[Document text]:
BEGIN

Akita's early work consisted of industrial noise music made from tape loops and conventional instruments. Similar to his present albums, he produced lengthy, disorienting pieces. He also became famous for the sheer volume of his releases.

During the 1990s Akita's work became much harsher and was generally mastered at a louder volume than usual. These were heavily influenced by death metal and grindcore bands of the time (a prime example is Venereology). The mid-1990s saw Akita being heavily influenced by psychedelic bands and this was reflected in various albums.

==Side projects==
In addition to Merzbow, Masami Akita has been involved in a number of side projects and groups.

===Aliases===
- Abtechtonics (or variations of this) was used by Akita for his artwork on Merzbow releases and his books.
- House Hunt Hussies is credited for a track on the Sexorama 1 compilation. ZSF Produkt is listed as the contact address.
- Lotus Club was used for the tape Le Sang et la Rose in 1983 because of the difference in musical style.
- Pornoise was a mail art project Akita had in the 1980s where he made collages using discarded magazines – in particular pornographic magazines – taken from the trash. These were then sent along with his cassettes, the idea being that his art was like cheap mail order pornography. Pornoise/1kg was released as part of these activities. Pornoise was credit as the artist for a track on the Sexorama 2 compilation and co-credited for artwork on Scissors for Cutting Merzbow.
- Right Brain Audile is co-credited on the two Music for Bondage Performance albums, as they're soundtracks he did for several S&M and faux-Seppuku films produced by Kinbiken/Right Brain. The abbreviation RBA appears in track titles on Merzbient, which features recordings from this era.
- SCUM was a project where Akita made new releases out of previous Merzbow sessions using cut-ups, effects, and mixing. SCUM is an acronym, standing for something different on each release, including "Society for Cutting Up Merzbow" (a reference to the SCUM Manifesto), "Scissors for CUtting Merzbow", "Steel CUM", etc.
- Zecken was used for two solo synthesizer performances in 1996.

END

[Supplied data]:
BEGIN

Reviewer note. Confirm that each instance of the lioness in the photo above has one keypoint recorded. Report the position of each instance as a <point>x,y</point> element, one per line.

END

[Task description]: Continue the text about Masami Akita and Merzbow from the point where it stops.

[Exercise result]:
===Groups===
- Bustmonster was a "conceptual death metal" group (because they couldn't play death metal) with Tetsuo Sakaibara, Fumio Kosakai, Masahiko Ohno, Shohei Iwasaki, Maso Yamazaki and Zev Asher.
- Flying Testicle was a trio with Yamazaki and Asher.
- Merzbow Null was a collaboration between the groups of Merzbow and Null. In addition to Masami Akita and Kazuyuki Kishino, it featured several other members of both groups such as Reiko Azuma, Asami Hayashi, Kiyoshi Mizutani, Yushi Okano, Ikuo Taketani, etc. They did many improv performances during 1983–84 and released over a dozen cassettes.
- Tibeta Ubik was a duo of Akita and Kishino active at the same time as Merzbow Null.
- True Romance was a performance art project in the early 1990s with Tetsuo Sakaibara (who became a live member of Merzbow) and Toshiyuki Seido. The performances included fetish equipment, simulated gore (including autopsy), mechanical devices, nude models, etc. It was inspired by Viennese Actionism. Masami Akita was a performer in addition to composing the backing music.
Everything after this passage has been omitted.